-- DATA LISTING follows --

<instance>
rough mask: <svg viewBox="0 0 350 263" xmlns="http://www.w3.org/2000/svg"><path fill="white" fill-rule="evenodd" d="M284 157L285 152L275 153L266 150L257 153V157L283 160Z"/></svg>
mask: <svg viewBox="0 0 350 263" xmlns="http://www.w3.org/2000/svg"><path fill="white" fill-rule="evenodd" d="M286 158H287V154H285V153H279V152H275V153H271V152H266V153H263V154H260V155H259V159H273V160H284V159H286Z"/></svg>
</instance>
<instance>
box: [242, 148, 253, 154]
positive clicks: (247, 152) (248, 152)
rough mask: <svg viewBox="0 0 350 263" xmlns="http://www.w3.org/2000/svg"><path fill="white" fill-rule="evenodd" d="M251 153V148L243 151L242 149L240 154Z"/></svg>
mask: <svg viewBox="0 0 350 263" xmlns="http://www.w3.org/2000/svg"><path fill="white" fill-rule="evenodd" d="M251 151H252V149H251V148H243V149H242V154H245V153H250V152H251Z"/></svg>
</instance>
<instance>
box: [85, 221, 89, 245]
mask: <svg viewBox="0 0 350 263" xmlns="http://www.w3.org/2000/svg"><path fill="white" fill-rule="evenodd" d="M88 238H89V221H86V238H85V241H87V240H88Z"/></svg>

-- DATA LISTING concluded --

> **TASK ITEM**
Your response should hold only an exact copy of the lines above, from the one containing "positive clicks: (247, 152) (248, 152)" through the end of the entries.

> **EXERCISE RESPONSE**
positive clicks: (247, 152) (248, 152)
rough mask: <svg viewBox="0 0 350 263" xmlns="http://www.w3.org/2000/svg"><path fill="white" fill-rule="evenodd" d="M251 153V148L243 151L242 149L240 154Z"/></svg>
mask: <svg viewBox="0 0 350 263" xmlns="http://www.w3.org/2000/svg"><path fill="white" fill-rule="evenodd" d="M251 151H252V149H251V148H243V149H242V154H245V153H250V152H251Z"/></svg>
</instance>
<instance>
box: [85, 221, 89, 245]
mask: <svg viewBox="0 0 350 263" xmlns="http://www.w3.org/2000/svg"><path fill="white" fill-rule="evenodd" d="M88 238H89V221H86V238H85V241H87V240H88Z"/></svg>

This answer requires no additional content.